_Task data_.
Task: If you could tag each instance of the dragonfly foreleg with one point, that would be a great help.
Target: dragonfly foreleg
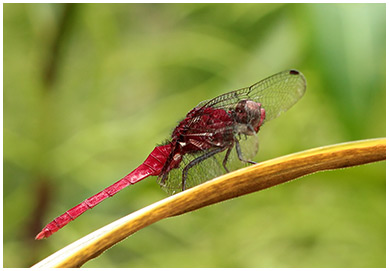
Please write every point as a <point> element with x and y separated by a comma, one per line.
<point>196,161</point>
<point>226,158</point>
<point>239,152</point>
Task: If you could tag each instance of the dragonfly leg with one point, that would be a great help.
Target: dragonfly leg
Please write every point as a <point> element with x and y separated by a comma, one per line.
<point>226,158</point>
<point>195,162</point>
<point>239,152</point>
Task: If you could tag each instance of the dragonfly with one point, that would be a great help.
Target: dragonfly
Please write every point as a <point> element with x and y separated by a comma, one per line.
<point>216,136</point>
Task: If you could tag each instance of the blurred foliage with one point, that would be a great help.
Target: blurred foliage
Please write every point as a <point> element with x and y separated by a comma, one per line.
<point>89,89</point>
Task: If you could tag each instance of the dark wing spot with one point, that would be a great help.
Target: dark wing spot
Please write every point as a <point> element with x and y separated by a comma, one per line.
<point>295,72</point>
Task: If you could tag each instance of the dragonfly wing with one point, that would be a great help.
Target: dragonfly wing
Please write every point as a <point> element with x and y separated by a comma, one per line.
<point>276,94</point>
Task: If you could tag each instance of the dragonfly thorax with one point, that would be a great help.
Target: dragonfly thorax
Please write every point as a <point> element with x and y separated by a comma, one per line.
<point>248,116</point>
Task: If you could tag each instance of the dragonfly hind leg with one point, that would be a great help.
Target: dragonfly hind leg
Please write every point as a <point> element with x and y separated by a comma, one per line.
<point>195,162</point>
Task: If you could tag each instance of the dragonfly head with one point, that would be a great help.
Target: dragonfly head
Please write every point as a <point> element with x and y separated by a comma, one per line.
<point>249,116</point>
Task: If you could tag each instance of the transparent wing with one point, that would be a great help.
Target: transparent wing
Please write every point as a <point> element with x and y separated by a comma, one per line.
<point>276,93</point>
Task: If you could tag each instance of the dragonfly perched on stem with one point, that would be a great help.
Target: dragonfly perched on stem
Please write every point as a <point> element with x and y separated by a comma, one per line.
<point>202,145</point>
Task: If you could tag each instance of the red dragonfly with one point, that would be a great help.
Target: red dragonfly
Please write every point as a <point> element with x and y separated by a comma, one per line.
<point>207,135</point>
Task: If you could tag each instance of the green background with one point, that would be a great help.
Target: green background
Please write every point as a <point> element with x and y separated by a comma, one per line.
<point>90,89</point>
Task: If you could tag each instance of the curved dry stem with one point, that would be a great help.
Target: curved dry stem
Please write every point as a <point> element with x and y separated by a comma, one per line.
<point>234,184</point>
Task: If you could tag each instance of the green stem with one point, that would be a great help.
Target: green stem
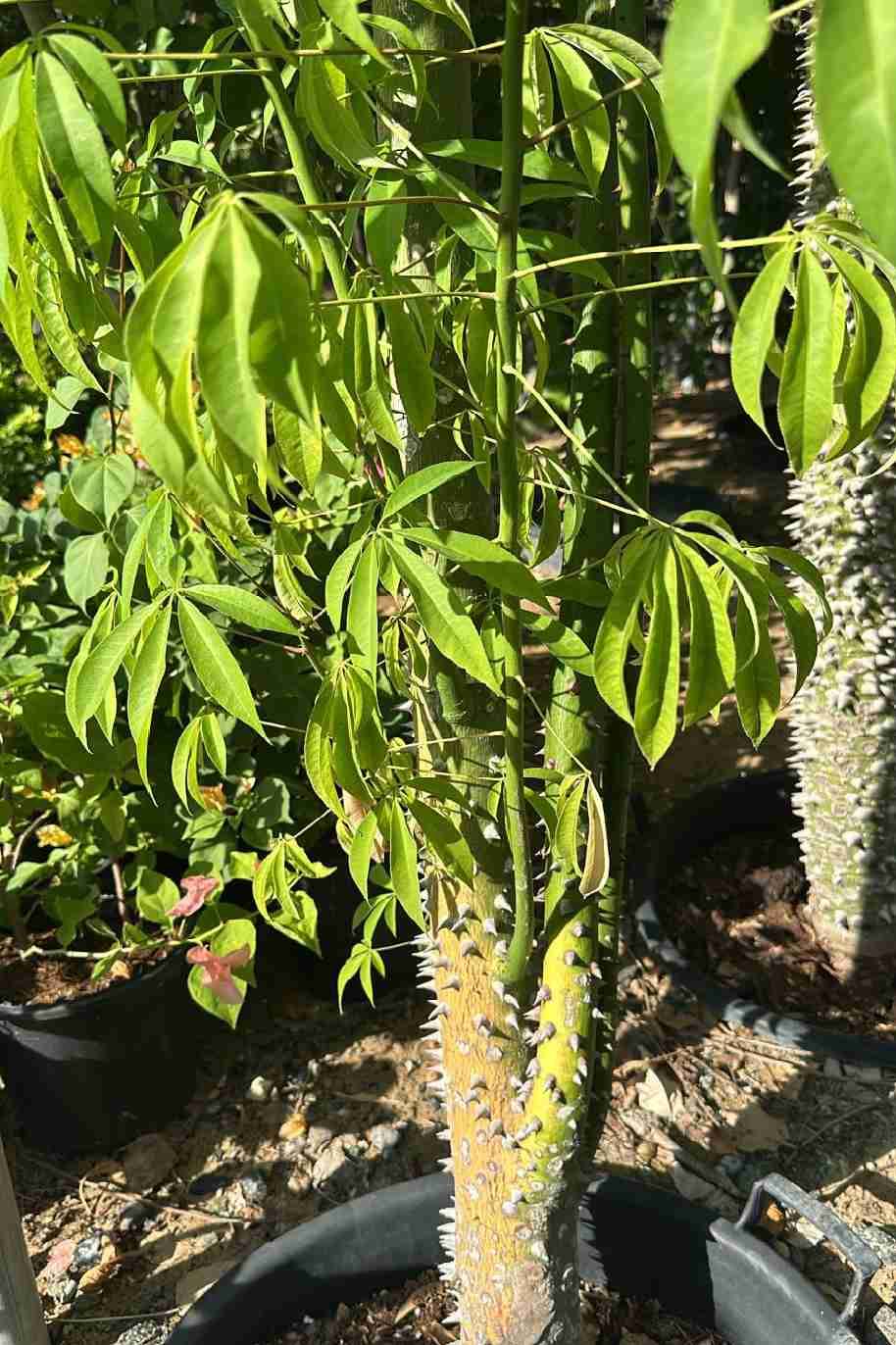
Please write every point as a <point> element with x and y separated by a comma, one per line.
<point>512,93</point>
<point>295,147</point>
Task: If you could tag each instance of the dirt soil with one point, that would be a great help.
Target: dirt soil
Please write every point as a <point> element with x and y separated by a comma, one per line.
<point>47,979</point>
<point>416,1312</point>
<point>739,912</point>
<point>303,1109</point>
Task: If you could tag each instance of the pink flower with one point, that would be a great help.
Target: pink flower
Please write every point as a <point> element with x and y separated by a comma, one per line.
<point>217,971</point>
<point>195,889</point>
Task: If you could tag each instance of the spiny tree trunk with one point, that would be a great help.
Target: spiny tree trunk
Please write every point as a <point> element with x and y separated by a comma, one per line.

_Exercise task_. Reproduce the listing above from the line holding "Task: If you could tag each instance of the dragonfly perched" through the line holding "<point>202,145</point>", inclusive, requests included. Multiply every x and y coordinate in the answers by 2.25 and round to whole numbers, halves up, while the requests and their format samples stay unchanged.

_The solution_.
Task: If you could tag each instance of the dragonfly perched on stem with one point, that would be a great help.
Target: dragonfly perched on stem
Please write every point as a <point> element with x and y separated by a comma, one per line.
<point>455,326</point>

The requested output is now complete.